▽

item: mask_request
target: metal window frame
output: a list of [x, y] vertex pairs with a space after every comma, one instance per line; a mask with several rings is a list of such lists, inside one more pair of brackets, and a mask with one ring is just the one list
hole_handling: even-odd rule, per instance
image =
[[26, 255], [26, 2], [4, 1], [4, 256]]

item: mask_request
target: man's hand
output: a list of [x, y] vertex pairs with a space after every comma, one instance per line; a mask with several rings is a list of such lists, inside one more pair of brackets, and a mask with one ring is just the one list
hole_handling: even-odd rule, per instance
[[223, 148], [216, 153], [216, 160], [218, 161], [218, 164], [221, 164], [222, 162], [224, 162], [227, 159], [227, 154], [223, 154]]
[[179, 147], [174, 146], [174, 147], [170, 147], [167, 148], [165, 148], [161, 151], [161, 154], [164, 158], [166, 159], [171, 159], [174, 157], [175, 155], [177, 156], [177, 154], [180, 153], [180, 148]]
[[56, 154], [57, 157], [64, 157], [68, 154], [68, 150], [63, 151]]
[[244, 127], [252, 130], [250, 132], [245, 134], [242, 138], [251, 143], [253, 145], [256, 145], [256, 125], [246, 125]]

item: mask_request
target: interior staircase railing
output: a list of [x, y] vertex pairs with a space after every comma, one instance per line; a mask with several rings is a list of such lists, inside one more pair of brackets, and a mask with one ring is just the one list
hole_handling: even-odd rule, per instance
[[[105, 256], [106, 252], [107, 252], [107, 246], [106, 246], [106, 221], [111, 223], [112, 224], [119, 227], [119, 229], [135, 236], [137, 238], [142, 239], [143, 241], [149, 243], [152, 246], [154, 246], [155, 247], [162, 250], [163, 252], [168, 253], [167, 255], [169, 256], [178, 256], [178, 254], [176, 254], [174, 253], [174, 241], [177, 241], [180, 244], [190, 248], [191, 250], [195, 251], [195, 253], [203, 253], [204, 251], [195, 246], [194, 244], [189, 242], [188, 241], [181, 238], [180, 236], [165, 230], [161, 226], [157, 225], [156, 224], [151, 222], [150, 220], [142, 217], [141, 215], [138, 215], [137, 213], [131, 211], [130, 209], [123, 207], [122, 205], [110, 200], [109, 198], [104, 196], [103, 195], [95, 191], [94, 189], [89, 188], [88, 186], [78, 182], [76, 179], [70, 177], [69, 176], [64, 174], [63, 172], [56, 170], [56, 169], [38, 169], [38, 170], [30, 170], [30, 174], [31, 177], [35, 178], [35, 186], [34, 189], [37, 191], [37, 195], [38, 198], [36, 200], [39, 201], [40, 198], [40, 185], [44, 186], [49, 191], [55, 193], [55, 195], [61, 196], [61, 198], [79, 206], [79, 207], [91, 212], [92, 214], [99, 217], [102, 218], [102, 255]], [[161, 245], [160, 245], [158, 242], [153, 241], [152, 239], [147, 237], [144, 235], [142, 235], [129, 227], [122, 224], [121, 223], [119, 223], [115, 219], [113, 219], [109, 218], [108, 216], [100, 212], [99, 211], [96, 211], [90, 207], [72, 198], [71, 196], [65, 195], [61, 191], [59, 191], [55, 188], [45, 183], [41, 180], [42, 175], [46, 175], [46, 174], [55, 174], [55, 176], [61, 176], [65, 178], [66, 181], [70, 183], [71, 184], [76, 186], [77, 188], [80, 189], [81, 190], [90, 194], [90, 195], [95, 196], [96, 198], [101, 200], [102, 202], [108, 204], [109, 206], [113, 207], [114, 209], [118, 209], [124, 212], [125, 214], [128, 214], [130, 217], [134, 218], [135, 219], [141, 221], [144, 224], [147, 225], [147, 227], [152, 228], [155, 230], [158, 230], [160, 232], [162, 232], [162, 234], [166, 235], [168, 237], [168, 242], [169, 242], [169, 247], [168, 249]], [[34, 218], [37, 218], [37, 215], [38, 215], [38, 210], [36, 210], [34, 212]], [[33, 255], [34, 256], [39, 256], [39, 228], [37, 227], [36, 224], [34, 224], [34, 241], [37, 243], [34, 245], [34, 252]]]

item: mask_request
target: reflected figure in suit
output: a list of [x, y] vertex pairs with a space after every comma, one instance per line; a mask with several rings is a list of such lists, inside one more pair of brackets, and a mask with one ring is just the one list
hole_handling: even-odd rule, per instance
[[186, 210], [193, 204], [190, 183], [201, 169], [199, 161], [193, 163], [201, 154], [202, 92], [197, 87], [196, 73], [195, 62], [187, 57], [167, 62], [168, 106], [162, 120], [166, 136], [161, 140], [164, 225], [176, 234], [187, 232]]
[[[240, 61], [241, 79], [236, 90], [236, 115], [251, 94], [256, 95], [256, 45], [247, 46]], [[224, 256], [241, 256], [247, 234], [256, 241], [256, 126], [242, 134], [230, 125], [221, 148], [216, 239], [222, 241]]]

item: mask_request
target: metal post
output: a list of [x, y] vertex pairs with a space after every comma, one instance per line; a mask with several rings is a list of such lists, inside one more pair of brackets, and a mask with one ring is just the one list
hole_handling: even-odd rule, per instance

△

* _Brief_: Please extract the lines of the listing above, starting with its very first line and going on through the line containing "125], [246, 125]]", and reproduce them unchanged.

* _Complete response_:
item: mask_request
target: metal window frame
output: a list of [x, y] vertex pairs with a space after every comma, one instance per line; a mask with several rings is a list of such lists, inside one more pair of brackets, and a mask with one ring is just the one list
hole_handling: even-odd rule, per instance
image =
[[26, 255], [26, 2], [4, 1], [4, 256]]

item: mask_request
target: man's hand
output: a list of [x, y] vertex pairs with a space after every comma, one instance per line; a mask with several rings is a list of such lists, inside one more pair of brackets, and a mask with one ring is just the one list
hole_handling: even-odd rule, per instance
[[223, 148], [216, 153], [216, 160], [218, 161], [218, 164], [221, 164], [222, 162], [224, 162], [227, 159], [227, 154], [223, 154]]
[[179, 147], [174, 146], [174, 147], [170, 147], [167, 148], [165, 148], [161, 151], [161, 154], [164, 158], [166, 159], [171, 159], [174, 157], [175, 155], [177, 156], [177, 154], [180, 153], [180, 148]]
[[56, 154], [57, 157], [64, 157], [68, 154], [68, 150], [63, 151]]
[[244, 127], [252, 130], [250, 132], [245, 134], [242, 138], [251, 143], [253, 145], [256, 145], [256, 125], [246, 125]]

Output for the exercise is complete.